## Start Reading text

# Look what I found today



## Plasticman (Oct 14, 2008)

Went to look at a job today where the plumber was found to not be licensed. Went to give price on finishing 2 top outs and 1 slab. Slab rough looks like 1 bath is flip flopped by mistake, didn't have blueprint to verify.This is only part of what I saw..:laughing:


----------



## rocksteady (Oct 8, 2008)

What the hell is that? Is it glue, primer or just paint?

I like how everything is supported and braced.





Paul


----------



## RealLivePlumber (Jun 22, 2008)

Might be that blue coating they put on tubs to protect them during construction? http://www.strippablecoating.com/tubs.aspx

Or spray insulation?

What a mess.


----------



## Mongrel (Mar 4, 2010)

rocksteady said:


> I like how everything is supported and braced. Paul


Come on man! That's what the faceplate is for!




:laughing:


----------



## TheSkinnyGuy (Sep 15, 2009)

must be an investor in that there glue... plenty of it on the pipe...


----------



## Optimus Primer (May 20, 2009)

I think everyone failed to notice the cpvc stubout for the tub spout. The spray stuff might be the termite spray from the slab up to about 3 feet high on all the framing. tremador or someting like that.


----------



## Protech (Sep 22, 2008)

Oh, you mean the termite spray that causes cpvc to split? :laughing:


----------



## Optimus Primer (May 20, 2009)

Protech said:


> Oh, you mean the termite spray that causes cpvc to split? :laughing:


 
Yeah thats the stuff. :yes:


----------



## AKdaplumba (Jan 12, 2010)

what the.......


----------



## ROCKSTARPLUMBER (Dec 14, 2008)

I could name off whos work that looks like, but i wont. Plasticman, I have a pretty good idea as to who did that.


----------



## KCplumber (Dec 31, 2009)

At least he/she used a Moen posi-temp :thumbup:


----------



## Plasticman (Oct 14, 2008)

ROCKSTARPLUMBER said:


> I could name off whos work that looks like, but i wont. Plasticman, I have a pretty good idea as to who did that.


Tell me then, Rockstar. He was not licensed. The builder has three jobs that the city put a stop work order on because of him. Someone in permitting did not catch it at the time of issuance that the guy was only registered but was working off the builders permit. ( tax dollars at work ) ( lazy ass unqualified employees )

## End Reading text
## Start Entries

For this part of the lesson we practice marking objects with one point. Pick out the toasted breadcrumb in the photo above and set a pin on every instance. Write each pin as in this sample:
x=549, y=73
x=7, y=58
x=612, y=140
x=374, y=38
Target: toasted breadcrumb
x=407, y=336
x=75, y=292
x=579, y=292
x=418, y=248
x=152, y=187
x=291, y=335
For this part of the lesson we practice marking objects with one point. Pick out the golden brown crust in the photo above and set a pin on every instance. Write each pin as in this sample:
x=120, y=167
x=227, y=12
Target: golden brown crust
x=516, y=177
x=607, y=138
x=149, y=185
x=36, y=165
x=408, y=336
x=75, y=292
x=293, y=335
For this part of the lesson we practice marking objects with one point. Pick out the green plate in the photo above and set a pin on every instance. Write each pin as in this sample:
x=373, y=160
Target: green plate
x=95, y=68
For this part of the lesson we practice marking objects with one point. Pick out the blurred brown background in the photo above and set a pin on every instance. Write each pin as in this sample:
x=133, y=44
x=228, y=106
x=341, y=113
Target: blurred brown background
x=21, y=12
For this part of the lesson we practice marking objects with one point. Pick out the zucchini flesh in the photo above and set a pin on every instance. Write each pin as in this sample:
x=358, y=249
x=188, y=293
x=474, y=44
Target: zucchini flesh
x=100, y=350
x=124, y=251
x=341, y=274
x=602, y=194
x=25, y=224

## End Entries

Stated problem:
Rewrite the plumbing thread from "Went to look" to "or just paint?", inclusive, with "blueprint" swapped for "floor plan".

Correct answer:
Went to look at a job today where the plumber was found to not be licensed. Went to give price on finishing 2 top outs and 1 slab. Slab rough looks like 1 bath is flip flopped by mistake, didn't have floor plan to verify.This is only part of what I saw..:laughing:


----------



## rocksteady (Oct 8, 2008)

What the hell is that? Is it glue, primer or just paint?